What you will do:
**A.** List every percentage figure that appears in the article on million-dollar home shrinkflation.
**B.** Carry on the article about million-dollar homes shrinking, picking up after its final sentence.

Given passage:
TAMPA, Fla. (WFLA) — Inflation comes for all items, products, and prices eventually. Now, a new analysis of home prices compared to their sizes says shrinkflation is hitting home prices compared to their actual space.
The Zillow report examined home pricing before and after the pandemic, using a “typical $1 million home” as the baseline. Their report found that single-family homes priced in the million-dollar range were “much smaller” than similarly priced homes in 2019. Additionally, the homes are physically smaller and “have fewer bathrooms” while being older.
Construction of new homes has slowed throughout the pandemic due to supply chain and pricing issues. Notably, a recent report by the U.S. Census Bureau showed that building permits in July had increased just 1.1% compared to the year before, but had fallen 4.3% from June.
Authorizations for single-family home construction nationally were reported at a rate of 928,000 compared to 970,000 permits in June. The next permit level report comes out Sept. 20, showing permit fluctuations in August.
Zillow said the COVID-19 pandemic was “the hottest housing market in recent history, with annual home value growth surpassing 20% and for-sale inventory levels reaching historic lows. One result of these abnormally hot conditions is that homes are selling for more than $1 million much more often, while the typical million-dollar home looks a lot different than it did heading into the pandemic.”
The report said the effect was more noticeable in some areas than others, such as Phoenix, Ariz. or Austin, Texas, among others.
Put simply, a Zillow spokesperson said, “Homes that sold near $1 million are almost 400 square feet smaller than in 2020.” However, the data they provided also showed that home sizes were starting to increase in the most recent fiscal quarter, compared to the previous one. Still, compared to the “early 2020 peak” at start of the pandemic, the space within a $1 million home is 397 square feet smaller, from 2020’s Q2 to 2022’s.

[Image-backed grounding data]

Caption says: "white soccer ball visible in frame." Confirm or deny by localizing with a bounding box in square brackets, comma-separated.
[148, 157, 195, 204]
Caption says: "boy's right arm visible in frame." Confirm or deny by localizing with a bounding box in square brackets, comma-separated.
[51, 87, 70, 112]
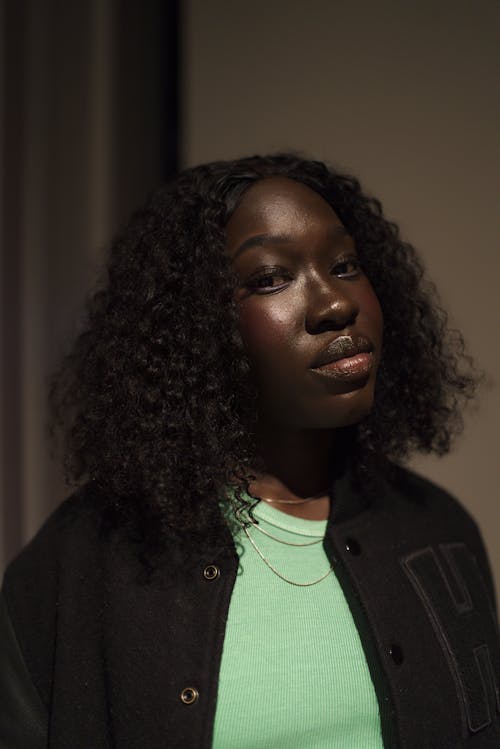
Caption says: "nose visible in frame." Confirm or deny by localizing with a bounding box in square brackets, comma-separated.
[306, 277, 359, 333]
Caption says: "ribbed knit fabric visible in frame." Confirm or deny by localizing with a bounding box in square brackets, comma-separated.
[212, 502, 383, 749]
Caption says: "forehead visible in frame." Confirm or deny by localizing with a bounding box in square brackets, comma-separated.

Results in order:
**A.** 1.1%, 4.3%, 20%

**B.**
The average size of a million-dollar home in the U.S. is currently 2,624 square feet. In the Tampa area, the size of a $1 million home is a bit bigger than the national average, measured at 2,690 square feet. Broken down by square foot, Zillow said Tampa home buyers are spending $372 per square foot, a $306 per foot increase from the spring of 2020.
Most of the homes in that price range in the Tampa area are about 30 years old and have four bedrooms and three bathrooms. The report said Tampa $1 million homes had a 202% increase in sales volume from spring 2019 to spring 2022. It was the fourth largest sales volume increase nationally, behind Portland, Oreg., Austin, Texas, and Riverside, Cali.
Loss of bathrooms were “the biggest casualty” when it came to drops in space across the U.S., according to the Zillow report. Still, “regardless of where you live, you can be confident that your $1 million will get you at least three bedrooms, two bathrooms, and just shy of 1,400 square feet,” according to Zillow.
In addition to the higher price for smaller houses, mortgage rates have again gone up. The current rate for 30-year mortgages reported by federally-backed company Freddie Mac shows interest rates at 5.66%. The week before it was 5.55%, meaning home prices are higher and you’ll pay more per month to get them, but the space available remains smaller than previous years.
Freddie Mac’s chief economist said the market is reacting to a change of monetary policy in the Federal Reserve, the portion of the federal government working to lower inflation levels for the national economy.
“The market’s renewed perception of a more aggressive monetary policy stance has driven mortgage rates up to almost double what they were a year ago,” Sam Khater, Freddie Mac’s Chief Economist, said. “The increase in mortgage rates is coming at a particularly vulnerable time for the housing market as sellers are recalibrating their pricing due to lower purchase demand, likely resulting in continued price growth deceleration.”